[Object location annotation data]
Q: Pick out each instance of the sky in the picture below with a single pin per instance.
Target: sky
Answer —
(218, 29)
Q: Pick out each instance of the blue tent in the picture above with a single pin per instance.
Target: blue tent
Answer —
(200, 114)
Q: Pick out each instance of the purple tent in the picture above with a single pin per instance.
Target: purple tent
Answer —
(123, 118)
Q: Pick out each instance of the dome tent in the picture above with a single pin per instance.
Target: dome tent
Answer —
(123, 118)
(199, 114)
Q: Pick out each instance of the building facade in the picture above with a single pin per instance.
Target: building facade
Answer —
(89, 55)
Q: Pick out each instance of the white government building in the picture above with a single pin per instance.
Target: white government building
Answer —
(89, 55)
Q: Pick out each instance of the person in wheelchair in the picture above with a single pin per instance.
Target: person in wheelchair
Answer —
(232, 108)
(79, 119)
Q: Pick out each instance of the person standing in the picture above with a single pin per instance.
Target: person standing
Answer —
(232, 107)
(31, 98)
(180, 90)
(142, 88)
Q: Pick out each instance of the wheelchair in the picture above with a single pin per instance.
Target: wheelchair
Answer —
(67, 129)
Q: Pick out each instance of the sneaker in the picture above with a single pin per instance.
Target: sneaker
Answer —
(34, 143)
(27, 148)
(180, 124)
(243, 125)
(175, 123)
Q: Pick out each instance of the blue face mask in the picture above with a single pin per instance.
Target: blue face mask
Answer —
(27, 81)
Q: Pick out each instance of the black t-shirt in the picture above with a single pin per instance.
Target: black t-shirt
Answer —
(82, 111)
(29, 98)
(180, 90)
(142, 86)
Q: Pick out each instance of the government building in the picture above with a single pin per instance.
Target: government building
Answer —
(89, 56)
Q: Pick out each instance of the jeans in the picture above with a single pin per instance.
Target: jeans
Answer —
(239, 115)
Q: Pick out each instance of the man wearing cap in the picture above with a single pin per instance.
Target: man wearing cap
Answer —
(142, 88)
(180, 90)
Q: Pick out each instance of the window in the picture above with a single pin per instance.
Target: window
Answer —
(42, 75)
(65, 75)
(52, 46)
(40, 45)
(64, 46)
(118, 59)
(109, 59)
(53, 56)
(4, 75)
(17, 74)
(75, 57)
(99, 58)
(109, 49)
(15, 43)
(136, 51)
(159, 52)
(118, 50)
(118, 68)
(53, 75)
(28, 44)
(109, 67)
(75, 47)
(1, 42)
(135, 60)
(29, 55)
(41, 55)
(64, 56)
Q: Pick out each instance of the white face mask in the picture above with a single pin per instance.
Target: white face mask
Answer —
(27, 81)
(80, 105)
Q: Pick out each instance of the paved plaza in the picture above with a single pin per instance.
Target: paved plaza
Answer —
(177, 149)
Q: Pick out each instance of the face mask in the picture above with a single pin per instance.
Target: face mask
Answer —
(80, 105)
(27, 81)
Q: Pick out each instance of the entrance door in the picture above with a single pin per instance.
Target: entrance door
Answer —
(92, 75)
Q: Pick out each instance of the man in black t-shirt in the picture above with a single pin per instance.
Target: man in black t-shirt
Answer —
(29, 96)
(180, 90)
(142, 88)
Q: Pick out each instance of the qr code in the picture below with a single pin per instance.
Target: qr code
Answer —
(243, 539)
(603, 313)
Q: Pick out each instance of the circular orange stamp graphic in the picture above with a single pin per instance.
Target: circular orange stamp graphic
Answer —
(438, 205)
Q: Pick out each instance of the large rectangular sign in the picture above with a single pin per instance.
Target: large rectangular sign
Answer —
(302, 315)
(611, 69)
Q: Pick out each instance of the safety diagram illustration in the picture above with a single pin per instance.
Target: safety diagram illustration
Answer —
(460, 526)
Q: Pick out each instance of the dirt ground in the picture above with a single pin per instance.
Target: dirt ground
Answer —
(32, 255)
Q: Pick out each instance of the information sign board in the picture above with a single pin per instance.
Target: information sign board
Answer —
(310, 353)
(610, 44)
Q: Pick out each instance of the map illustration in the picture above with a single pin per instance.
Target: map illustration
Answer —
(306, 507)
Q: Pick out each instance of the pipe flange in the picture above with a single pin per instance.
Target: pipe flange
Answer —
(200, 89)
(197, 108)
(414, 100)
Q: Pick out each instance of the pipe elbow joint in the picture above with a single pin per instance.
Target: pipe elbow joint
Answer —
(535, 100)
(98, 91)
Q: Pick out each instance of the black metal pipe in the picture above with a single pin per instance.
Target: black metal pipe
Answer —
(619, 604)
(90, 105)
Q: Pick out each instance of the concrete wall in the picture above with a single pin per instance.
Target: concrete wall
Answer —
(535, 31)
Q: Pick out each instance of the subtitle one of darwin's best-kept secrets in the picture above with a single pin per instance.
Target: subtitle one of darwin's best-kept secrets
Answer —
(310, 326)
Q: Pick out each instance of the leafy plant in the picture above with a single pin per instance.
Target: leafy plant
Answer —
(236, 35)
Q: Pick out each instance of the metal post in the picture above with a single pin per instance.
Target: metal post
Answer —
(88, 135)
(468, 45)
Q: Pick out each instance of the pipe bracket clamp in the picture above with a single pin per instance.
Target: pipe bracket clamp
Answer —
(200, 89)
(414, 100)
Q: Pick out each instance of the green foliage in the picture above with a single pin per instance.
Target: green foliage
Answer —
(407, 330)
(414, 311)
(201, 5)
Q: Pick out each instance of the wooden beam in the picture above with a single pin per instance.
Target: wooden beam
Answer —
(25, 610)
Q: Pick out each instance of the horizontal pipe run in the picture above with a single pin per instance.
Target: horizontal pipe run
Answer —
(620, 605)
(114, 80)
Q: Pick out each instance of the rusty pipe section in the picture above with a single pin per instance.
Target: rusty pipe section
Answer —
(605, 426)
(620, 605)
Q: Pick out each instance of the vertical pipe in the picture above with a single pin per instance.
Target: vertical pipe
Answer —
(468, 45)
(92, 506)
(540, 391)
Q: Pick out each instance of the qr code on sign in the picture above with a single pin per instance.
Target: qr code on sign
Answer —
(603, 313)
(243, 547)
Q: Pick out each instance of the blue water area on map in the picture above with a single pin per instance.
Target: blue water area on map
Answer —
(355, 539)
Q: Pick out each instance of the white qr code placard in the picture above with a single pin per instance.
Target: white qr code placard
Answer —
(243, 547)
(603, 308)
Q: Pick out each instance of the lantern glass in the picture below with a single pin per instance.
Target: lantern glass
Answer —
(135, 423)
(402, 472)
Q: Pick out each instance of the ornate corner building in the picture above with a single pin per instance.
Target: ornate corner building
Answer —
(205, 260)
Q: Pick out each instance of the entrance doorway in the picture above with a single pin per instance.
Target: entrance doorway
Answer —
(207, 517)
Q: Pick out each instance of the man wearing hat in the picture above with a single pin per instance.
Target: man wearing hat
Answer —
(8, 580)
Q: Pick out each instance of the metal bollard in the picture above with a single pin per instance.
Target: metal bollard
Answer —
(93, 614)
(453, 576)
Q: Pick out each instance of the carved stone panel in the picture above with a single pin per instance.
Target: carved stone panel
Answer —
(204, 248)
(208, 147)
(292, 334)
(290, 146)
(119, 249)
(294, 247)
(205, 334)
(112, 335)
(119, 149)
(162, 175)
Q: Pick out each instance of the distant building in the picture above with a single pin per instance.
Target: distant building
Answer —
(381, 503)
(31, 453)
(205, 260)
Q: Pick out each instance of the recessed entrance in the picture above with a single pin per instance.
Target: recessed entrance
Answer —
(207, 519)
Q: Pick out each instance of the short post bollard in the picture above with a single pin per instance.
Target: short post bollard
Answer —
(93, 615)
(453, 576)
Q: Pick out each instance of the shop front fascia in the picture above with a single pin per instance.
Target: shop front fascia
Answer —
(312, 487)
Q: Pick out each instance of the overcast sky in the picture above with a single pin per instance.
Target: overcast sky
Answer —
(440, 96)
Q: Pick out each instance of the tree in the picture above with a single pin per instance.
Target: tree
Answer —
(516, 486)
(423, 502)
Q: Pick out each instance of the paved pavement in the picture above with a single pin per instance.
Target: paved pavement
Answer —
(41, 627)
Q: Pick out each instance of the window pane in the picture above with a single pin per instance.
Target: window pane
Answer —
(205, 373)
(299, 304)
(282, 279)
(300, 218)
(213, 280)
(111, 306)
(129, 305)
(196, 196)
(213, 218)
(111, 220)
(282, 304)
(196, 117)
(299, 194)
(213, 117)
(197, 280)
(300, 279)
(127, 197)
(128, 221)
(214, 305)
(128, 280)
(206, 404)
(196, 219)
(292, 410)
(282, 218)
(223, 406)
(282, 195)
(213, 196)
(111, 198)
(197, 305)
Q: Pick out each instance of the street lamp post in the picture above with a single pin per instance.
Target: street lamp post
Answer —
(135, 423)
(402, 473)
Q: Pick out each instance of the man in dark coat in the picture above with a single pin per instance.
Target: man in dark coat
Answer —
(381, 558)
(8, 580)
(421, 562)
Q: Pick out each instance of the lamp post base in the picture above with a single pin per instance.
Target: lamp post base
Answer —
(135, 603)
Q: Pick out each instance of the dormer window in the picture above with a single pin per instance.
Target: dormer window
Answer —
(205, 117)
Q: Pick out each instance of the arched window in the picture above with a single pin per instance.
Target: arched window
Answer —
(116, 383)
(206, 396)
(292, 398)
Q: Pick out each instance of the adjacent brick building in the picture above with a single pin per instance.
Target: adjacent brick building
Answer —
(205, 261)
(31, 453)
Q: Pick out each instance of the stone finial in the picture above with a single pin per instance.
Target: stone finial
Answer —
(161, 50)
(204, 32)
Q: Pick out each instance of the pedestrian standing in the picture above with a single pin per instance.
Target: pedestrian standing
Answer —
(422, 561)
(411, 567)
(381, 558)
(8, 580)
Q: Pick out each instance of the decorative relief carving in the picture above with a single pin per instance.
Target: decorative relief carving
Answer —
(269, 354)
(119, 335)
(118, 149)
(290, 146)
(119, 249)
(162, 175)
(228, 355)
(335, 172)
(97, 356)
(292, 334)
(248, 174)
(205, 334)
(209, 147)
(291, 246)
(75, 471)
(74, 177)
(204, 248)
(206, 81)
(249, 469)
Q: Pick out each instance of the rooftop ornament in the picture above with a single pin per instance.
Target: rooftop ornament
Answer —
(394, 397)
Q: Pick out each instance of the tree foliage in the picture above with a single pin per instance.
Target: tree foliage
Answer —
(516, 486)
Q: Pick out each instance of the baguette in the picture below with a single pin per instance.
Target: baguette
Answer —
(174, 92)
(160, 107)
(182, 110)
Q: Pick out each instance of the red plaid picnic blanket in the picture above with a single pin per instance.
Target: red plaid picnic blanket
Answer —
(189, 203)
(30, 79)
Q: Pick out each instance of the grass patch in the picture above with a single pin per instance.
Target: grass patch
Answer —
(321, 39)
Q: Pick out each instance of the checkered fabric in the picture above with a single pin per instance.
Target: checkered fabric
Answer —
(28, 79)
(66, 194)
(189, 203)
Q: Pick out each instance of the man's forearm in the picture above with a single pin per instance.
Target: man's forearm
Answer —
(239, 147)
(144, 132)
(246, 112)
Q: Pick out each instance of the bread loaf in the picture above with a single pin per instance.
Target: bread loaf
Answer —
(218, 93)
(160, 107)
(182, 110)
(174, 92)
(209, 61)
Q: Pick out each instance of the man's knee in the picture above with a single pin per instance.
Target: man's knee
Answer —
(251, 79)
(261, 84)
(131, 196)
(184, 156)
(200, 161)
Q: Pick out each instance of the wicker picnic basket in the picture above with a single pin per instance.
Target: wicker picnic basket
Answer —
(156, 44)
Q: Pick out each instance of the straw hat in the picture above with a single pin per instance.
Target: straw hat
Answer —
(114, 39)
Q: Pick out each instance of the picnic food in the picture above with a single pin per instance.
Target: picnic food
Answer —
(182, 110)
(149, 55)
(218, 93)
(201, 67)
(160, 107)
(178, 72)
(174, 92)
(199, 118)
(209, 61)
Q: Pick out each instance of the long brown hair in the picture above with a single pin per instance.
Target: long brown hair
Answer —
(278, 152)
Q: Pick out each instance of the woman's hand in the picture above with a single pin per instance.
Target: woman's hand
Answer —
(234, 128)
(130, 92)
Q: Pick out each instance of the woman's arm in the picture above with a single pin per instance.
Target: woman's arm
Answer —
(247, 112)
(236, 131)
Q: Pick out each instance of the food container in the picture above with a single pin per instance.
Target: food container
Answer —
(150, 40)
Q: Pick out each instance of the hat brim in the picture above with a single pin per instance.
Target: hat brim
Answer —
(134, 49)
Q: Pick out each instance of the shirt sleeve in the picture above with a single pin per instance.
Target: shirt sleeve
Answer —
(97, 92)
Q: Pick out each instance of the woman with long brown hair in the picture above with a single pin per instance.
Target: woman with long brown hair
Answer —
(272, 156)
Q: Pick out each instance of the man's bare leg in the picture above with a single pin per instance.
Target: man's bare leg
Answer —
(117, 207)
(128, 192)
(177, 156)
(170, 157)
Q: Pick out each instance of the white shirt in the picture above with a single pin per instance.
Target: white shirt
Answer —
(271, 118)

AIM:
Set out the stretch of rows from the line containing "Q: Pick out each instance of the woman with" through the last line as a JSON list of strings, one string per line and with blank lines omitted.

CORRECT RESPONSE:
[
  "Q: Pick out each instance of the woman with long brown hair in the picture above with a single pin per instance.",
  "Target: woman with long brown hair",
  "Answer —",
  "(272, 156)",
  "Q: Pick out each instance of the man's bare leg in the picture above with a single pin per instance.",
  "Target: man's bare leg",
  "Answer —",
  "(117, 207)",
  "(128, 192)",
  "(177, 156)",
  "(170, 157)",
  "Q: Pick out each instance of the white shirt in the picture above with a single pin per instance.",
  "Target: white shirt",
  "Answer —",
  "(271, 118)"
]